Retype the passage about pollen evidence in legal cases below, word for word and in full.

Passage:
::::::::

Using pollen to solve legal cases, either civil or criminal, is gaining prominence globally due to crime investigation television shows and publicity surrounding high profile cases where forensic palynology (pollen analysis) has been used to determine guilt or innocence or in some instances even overturning past verdicts.
The most famous forensic palynology case involved a man that disappeared in Austria. Despite the lack of a body, he was presumed dead. The detectives had little physical evidence, but they had a suspect with a muddy pair of boots. A palynologist found a 20-million-year-old fossil of hickory pollen in the boots, which came from a tree that no longer grew in Austria, but there was a small area on the Danube River, where the pollen had been absorbed into the environment. When presented with this information, the suspect disclosed the whereabouts of the body.
Another case involved a shipment of 500 grams of cocaine, that was seized in New York during a drug raid. A portion of the seized material was sent to a forensic palynologist for analysis. An examination of earlier seized illegal marijuana in New Zealand had revealed two important clues:
1. The pollen recovered from the seized sample contained not only marijuana pollen but also other pollen types indicating the plants had been grown in Asia and not anywhere in New Zealand.

::::::::

Saved entries
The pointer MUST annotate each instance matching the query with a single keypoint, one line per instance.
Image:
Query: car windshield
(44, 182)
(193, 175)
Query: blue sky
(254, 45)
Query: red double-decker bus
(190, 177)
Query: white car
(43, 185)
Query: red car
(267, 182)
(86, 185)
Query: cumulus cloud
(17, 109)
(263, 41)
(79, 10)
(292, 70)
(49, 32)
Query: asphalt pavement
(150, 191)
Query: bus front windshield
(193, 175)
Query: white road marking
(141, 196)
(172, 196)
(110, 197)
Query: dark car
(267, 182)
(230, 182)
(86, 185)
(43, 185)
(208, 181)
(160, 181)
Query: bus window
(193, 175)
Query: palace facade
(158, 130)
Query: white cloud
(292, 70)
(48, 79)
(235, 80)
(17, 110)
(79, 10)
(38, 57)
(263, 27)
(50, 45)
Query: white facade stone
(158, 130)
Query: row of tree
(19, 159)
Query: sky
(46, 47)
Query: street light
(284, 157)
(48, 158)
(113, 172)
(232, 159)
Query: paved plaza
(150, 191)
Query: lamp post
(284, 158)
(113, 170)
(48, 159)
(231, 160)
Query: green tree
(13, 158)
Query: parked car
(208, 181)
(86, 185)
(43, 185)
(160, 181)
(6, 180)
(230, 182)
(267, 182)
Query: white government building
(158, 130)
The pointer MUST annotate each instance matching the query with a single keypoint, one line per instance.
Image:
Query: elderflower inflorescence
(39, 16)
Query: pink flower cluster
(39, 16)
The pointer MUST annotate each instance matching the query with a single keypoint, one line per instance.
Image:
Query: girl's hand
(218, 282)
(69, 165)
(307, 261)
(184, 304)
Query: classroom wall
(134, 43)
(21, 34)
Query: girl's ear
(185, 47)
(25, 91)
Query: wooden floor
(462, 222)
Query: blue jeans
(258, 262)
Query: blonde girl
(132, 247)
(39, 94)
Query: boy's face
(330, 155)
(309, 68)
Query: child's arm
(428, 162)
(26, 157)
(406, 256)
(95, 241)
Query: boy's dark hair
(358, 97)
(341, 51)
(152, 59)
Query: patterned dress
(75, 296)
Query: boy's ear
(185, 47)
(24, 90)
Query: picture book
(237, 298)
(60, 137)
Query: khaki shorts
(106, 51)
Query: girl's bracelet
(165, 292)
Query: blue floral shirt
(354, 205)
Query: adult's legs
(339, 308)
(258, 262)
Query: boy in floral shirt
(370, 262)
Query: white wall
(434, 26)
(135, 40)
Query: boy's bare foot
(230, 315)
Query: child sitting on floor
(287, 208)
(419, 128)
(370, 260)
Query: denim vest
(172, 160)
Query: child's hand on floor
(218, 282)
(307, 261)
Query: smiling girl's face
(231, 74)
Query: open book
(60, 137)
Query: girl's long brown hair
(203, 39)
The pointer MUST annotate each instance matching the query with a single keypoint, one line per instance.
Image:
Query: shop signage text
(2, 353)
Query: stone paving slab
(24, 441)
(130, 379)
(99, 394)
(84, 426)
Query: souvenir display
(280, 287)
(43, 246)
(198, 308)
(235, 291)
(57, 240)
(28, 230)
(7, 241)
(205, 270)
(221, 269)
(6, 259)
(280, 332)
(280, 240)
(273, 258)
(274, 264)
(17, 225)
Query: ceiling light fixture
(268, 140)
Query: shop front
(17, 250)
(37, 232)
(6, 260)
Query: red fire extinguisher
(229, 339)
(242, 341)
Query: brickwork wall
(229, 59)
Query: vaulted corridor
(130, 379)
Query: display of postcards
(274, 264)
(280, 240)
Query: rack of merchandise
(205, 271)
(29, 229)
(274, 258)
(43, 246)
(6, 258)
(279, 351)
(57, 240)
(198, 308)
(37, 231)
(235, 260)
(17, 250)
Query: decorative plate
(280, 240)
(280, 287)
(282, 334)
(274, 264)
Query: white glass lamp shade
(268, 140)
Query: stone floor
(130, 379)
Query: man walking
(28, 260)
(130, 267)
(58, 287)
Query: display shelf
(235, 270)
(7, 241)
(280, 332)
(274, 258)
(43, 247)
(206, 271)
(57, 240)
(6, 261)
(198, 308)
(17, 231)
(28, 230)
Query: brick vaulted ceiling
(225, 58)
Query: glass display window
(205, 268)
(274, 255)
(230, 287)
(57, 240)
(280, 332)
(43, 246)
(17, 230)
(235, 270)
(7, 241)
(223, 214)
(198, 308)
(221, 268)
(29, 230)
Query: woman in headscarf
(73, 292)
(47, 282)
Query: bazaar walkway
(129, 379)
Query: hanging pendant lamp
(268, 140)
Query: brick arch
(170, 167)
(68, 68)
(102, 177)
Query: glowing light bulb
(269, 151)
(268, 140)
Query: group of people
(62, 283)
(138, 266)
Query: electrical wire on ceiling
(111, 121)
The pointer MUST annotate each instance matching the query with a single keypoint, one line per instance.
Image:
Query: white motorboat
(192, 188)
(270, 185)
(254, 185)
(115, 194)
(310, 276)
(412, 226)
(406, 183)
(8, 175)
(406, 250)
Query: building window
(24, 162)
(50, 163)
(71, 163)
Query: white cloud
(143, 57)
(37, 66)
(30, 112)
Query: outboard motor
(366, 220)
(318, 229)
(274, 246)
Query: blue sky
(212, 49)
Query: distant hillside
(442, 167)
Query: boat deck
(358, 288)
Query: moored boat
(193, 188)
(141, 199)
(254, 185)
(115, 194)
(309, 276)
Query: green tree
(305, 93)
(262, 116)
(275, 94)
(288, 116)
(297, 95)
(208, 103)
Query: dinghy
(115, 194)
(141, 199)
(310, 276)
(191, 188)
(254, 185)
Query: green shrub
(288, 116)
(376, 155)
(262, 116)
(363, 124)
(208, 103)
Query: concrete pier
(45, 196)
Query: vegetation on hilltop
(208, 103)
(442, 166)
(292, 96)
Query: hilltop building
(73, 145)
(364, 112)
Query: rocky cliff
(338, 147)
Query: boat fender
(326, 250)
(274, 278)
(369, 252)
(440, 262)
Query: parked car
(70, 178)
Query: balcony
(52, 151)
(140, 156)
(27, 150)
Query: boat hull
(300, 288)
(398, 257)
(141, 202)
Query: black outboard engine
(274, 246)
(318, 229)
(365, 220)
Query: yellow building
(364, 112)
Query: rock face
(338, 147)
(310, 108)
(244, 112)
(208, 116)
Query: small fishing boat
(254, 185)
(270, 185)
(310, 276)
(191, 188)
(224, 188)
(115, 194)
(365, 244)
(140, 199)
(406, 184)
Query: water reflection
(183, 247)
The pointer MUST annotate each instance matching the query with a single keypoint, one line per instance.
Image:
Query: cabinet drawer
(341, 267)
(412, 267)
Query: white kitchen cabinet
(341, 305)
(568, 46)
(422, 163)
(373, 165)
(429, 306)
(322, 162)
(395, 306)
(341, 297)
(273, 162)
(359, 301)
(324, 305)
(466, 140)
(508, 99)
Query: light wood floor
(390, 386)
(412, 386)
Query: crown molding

::::::::

Answer space:
Using pollen to solve legal cases, either civil or criminal, is gaining prominence globally due to crime investigation television shows and publicity surrounding high profile cases where forensic palynology (pollen analysis) has been used to determine guilt or innocence or in some instances even overturning past verdicts.
The most famous forensic palynology case involved a man that disappeared in Austria. Despite the lack of a body, he was presumed dead. The detectives had little physical evidence, but they had a suspect with a muddy pair of boots. A palynologist found a 20-million-year-old fossil of hickory pollen in the boots, which came from a tree that no longer grew in Austria, but there was a small area on the Danube River, where the pollen had been absorbed into the environment. When presented with this information, the suspect disclosed the whereabouts of the body.
Another case involved a shipment of 500 grams of cocaine, that was seized in New York during a drug raid. A portion of the seized material was sent to a forensic palynologist for analysis. An examination of earlier seized illegal marijuana in New Zealand had revealed two important clues:
1. The pollen recovered from the seized sample contained not only marijuana pollen but also other pollen types indicating the plants had been grown in Asia and not anywhere in New Zealand.